**Work to complete:**
Copy all of the data below without altering a single line.

**The data:**
··········

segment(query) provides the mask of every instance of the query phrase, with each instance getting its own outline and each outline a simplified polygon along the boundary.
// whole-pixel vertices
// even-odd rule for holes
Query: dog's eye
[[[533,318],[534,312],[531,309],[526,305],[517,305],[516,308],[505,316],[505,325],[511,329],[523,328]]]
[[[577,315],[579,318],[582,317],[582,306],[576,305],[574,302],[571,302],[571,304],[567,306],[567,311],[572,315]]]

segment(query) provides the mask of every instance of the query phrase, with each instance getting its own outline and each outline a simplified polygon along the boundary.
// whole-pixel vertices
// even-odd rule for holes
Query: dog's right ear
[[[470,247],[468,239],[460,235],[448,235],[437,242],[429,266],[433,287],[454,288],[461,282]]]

··········

**Result below:**
segment(query) provides the mask of every instance of the query phrase, with each instance getting its own outline and each outline a simplified polygon along the boundary.
// whole-pixel vertices
// even-odd rule for holes
Query: dog's eye
[[[533,318],[534,312],[531,309],[526,305],[517,305],[516,308],[505,316],[505,325],[511,329],[523,328]]]
[[[577,315],[579,318],[582,317],[582,306],[576,305],[574,302],[571,302],[571,304],[567,306],[567,311],[572,315]]]

segment(query) provides the mask of every instance of the query phrase, with each instance getting its own outline and each outline a simplified polygon along the boundary.
// whole-pixel vertices
// even-odd rule for holes
Query: dog's right ear
[[[470,247],[468,239],[460,235],[448,235],[437,242],[429,266],[433,287],[454,288],[461,282]]]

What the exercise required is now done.